▸ MATERIALS PROVIDED:
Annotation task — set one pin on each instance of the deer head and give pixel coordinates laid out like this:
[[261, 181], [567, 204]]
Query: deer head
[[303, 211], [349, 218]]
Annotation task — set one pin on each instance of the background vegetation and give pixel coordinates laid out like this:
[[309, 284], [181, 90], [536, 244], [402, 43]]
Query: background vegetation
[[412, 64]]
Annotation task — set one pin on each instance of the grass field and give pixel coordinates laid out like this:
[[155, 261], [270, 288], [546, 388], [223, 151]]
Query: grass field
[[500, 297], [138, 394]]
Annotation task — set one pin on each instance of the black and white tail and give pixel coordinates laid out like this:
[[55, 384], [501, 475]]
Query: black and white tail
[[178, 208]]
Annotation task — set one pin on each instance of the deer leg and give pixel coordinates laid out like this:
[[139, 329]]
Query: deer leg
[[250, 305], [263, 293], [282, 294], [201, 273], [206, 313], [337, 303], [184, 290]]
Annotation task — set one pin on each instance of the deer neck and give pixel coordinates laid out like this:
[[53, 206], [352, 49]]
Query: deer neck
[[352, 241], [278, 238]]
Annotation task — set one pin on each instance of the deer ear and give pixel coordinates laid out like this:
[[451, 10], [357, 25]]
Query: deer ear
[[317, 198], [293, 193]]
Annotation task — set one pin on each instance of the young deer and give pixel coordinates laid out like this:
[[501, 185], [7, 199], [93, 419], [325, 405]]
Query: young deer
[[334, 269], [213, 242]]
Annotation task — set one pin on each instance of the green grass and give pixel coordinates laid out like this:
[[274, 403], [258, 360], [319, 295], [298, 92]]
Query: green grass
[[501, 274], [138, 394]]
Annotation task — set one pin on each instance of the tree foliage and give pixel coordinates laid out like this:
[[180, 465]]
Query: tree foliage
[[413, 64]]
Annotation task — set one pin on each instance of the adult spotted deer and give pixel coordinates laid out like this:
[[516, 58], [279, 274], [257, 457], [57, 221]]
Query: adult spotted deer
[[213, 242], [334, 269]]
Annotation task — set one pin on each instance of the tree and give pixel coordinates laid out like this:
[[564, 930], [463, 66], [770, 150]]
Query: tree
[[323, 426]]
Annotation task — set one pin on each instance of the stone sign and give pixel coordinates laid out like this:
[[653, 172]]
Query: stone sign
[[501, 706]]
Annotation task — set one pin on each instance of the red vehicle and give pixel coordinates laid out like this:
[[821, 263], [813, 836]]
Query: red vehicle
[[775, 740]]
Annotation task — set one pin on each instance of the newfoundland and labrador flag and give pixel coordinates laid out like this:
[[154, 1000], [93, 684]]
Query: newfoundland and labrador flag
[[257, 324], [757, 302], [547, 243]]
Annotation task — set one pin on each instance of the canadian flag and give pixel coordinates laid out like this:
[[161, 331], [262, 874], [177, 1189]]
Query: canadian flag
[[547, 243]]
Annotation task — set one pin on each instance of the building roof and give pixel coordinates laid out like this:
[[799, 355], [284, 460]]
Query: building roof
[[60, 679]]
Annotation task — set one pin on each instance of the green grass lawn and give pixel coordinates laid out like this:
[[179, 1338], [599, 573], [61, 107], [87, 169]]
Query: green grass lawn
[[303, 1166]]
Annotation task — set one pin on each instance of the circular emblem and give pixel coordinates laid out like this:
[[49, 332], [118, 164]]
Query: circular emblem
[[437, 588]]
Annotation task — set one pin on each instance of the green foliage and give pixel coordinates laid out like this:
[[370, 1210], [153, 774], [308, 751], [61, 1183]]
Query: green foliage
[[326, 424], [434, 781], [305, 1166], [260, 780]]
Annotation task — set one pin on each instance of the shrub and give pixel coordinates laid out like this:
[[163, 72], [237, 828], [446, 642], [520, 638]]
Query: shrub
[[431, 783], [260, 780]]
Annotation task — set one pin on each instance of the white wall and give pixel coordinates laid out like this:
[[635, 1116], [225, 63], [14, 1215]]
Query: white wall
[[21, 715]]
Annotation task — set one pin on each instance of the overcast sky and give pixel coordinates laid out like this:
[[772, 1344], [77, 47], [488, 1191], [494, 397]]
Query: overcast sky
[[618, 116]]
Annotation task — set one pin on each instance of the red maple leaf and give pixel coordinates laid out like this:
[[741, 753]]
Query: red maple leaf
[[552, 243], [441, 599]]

▸ EXERCISE DESCRIPTION:
Put every line of the records above into a JSON list of strings, one string per line, leaving out blank lines.

▸ RESULT:
[
  "Annotation task — set one pin on each instance of the deer head and give pixel coordinates laid out like this:",
  "[[261, 181], [567, 204]]",
  "Query: deer head",
  "[[303, 211], [349, 218]]",
  "Annotation task — set one pin on each instance of the background vegetation and give pixel coordinates laid out like this:",
  "[[309, 284], [181, 90], [536, 244], [402, 43]]",
  "Query: background vegetation",
  "[[412, 64]]",
  "Annotation task — set one pin on each instance of the grass field and give pixel coordinates laid out like this:",
  "[[155, 261], [270, 288], [546, 388], [223, 151]]",
  "Query: grass field",
  "[[500, 297], [138, 394]]",
  "Annotation task — set one pin on each instance of the black and white tail and give pixel coordinates laid out like this:",
  "[[55, 384], [501, 475]]",
  "Query: black and white tail",
  "[[178, 208]]",
  "Annotation task — set one pin on each instance of the deer leg and give pixel coordinates laid out like this:",
  "[[139, 329]]",
  "Query: deer leg",
  "[[250, 305], [263, 293], [282, 294], [201, 273], [206, 313], [337, 303], [184, 290]]",
  "Annotation task — set one pin on each instance of the deer neck and give pixel coordinates laid out like this:",
  "[[53, 206], [352, 49]]",
  "Query: deer neck",
  "[[352, 241], [278, 238]]",
  "Annotation task — set one pin on each instance of the deer ear and give pixel coordinates laid out like this:",
  "[[451, 10], [357, 25]]",
  "Query: deer ear",
  "[[317, 198], [293, 193]]",
  "Annotation task — set one pin on each instance of the young deer and give pixel coordinates laid out like this:",
  "[[501, 185], [7, 199], [93, 419], [325, 405]]",
  "Query: young deer",
  "[[334, 269], [213, 242]]",
  "Annotation task — set one pin on each instance of the green grass and give pixel coordinates laid out like this:",
  "[[274, 403], [258, 360], [319, 295], [298, 92]]",
  "Query: green grass",
  "[[501, 274], [138, 394]]",
  "Annotation task — set one pin on each instance of the tree foliage and give pixel coordinates laid out like this:",
  "[[180, 465]]",
  "Query: tree foliage",
  "[[413, 64]]",
  "Annotation task — set one pin on each instance of the adult spotted deer and give pixel coordinates laid out like this:",
  "[[516, 58], [279, 274], [257, 457], [57, 221]]",
  "Query: adult spotted deer",
  "[[213, 242], [334, 269]]",
  "Annotation task — set one pin on each instance of the tree and give pixel coordinates laid out like this:",
  "[[564, 930], [463, 66], [770, 150]]",
  "Query: tree",
  "[[323, 426]]",
  "Annotation task — set one pin on each instance of the stone sign and give pixel coordinates laid out like this:",
  "[[653, 172]]",
  "Query: stone sign",
  "[[501, 706]]",
  "Annotation task — set one pin on each instance of the red vehicle and give pixel coordinates laid out like this:",
  "[[821, 263], [813, 836]]",
  "Query: red vehicle",
  "[[775, 740]]",
  "Annotation task — set one pin on each instance of the newfoundland and labrador flag and give pixel coordinates laid out like this:",
  "[[154, 1000], [93, 684]]",
  "Query: newfoundland and labrador flag",
  "[[257, 324], [757, 302], [547, 243]]",
  "Annotation task — set one pin on each instance of the canadian flag and give pixel coordinates laid out like this:",
  "[[161, 331], [262, 874], [177, 1189]]",
  "Query: canadian flag",
  "[[547, 243]]",
  "Annotation task — set one pin on each instance of the building roof and give pixel coordinates laid out like this:",
  "[[799, 355], [284, 460]]",
  "Query: building roof",
  "[[60, 679]]",
  "Annotation task — set one pin on each instance of the green grass lawn and give pixel coordinates laid out like this:",
  "[[179, 1338], [599, 573], [61, 107], [87, 169]]",
  "Query: green grass lawn",
  "[[303, 1166]]",
  "Annotation task — set one pin on each instance of the circular emblem and give pixel coordinates laid out like this:",
  "[[49, 332], [118, 164]]",
  "Query: circular emblem",
  "[[437, 588]]",
  "Annotation task — set one pin on each instance of the green foliage and give pixel coordinates laid out like this:",
  "[[370, 1210], [153, 774], [308, 751], [61, 1183]]",
  "Query: green foliage",
  "[[326, 424], [434, 781], [305, 1166], [260, 780]]",
  "Annotation task — set one pin on each instance of the shrub and give pixel coordinates laid out like this:",
  "[[163, 72], [237, 828], [446, 642], [520, 638]]",
  "Query: shrub",
  "[[431, 783], [260, 780]]",
  "Annotation task — set one pin on each instance of the white wall and give pixel coordinates laid out like this:",
  "[[635, 1116], [225, 63], [14, 1215]]",
  "Query: white wall",
  "[[21, 715]]",
  "Annotation task — set one pin on each instance of the overcast sky and give pixel coordinates laid out like this:",
  "[[772, 1344], [77, 47], [488, 1191], [494, 397]]",
  "Query: overcast sky",
  "[[618, 116]]",
  "Annotation task — set one pin on each instance of the red maple leaf and give pixel coordinates laid out like this:",
  "[[741, 753]]",
  "Query: red maple leaf",
  "[[552, 243], [441, 599]]"
]